(Data items)
####
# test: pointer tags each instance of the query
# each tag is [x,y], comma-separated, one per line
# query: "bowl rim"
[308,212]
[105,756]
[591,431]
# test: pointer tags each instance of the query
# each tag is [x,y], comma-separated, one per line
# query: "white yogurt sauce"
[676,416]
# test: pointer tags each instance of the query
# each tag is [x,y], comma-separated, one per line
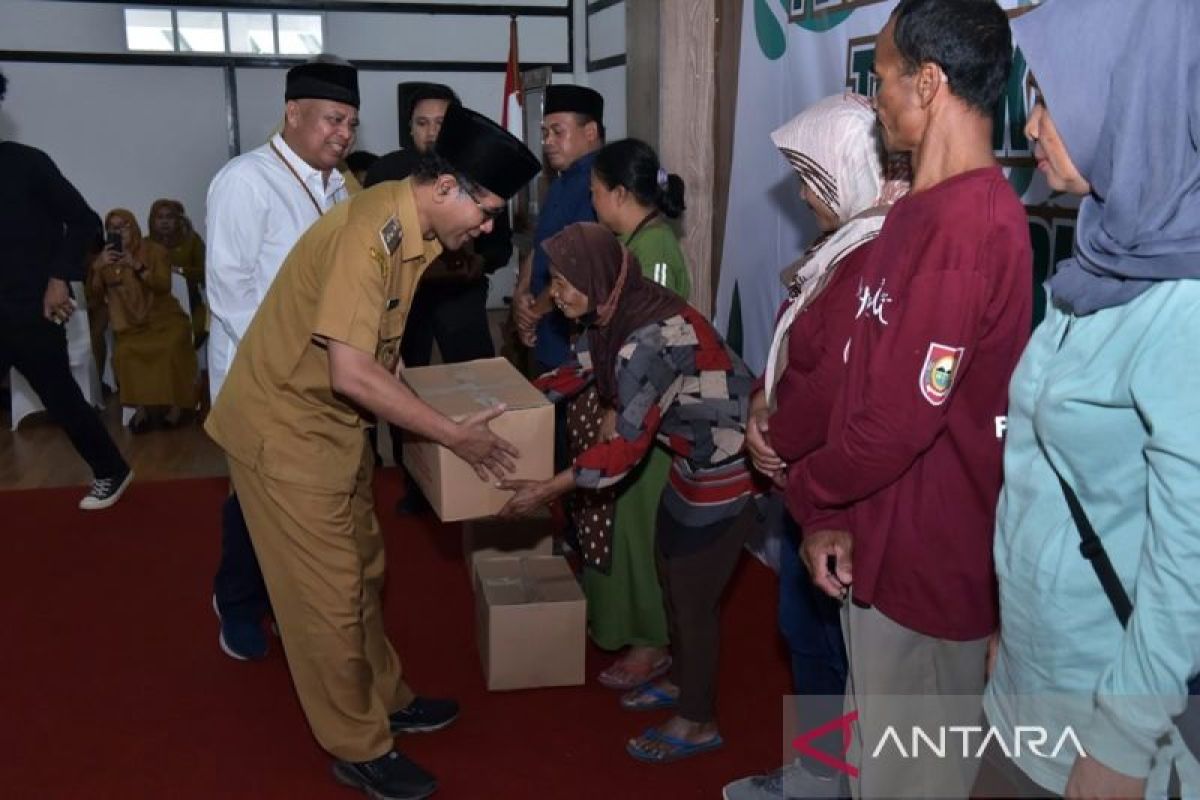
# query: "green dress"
[625,606]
####
* _AIM OF THE EXERCISE_: Retype all of the data above line for line, with no changes. Leave the picture out.

* _THE REPLY_:
# test: pointer tags each instance of the query
# each tag is [x,y], comma-separated, one per line
# query: "bowl rim"
[308,212]
[105,756]
[591,431]
# test: pointer tags each instance of the query
# each tag is [x,y], comma-separated, one per line
# query: "white yogurt sauce"
[676,416]
# test: pointer tags each instance of the query
# each tag is [x,y], comma-separated, one per line
# query: "green dress"
[625,606]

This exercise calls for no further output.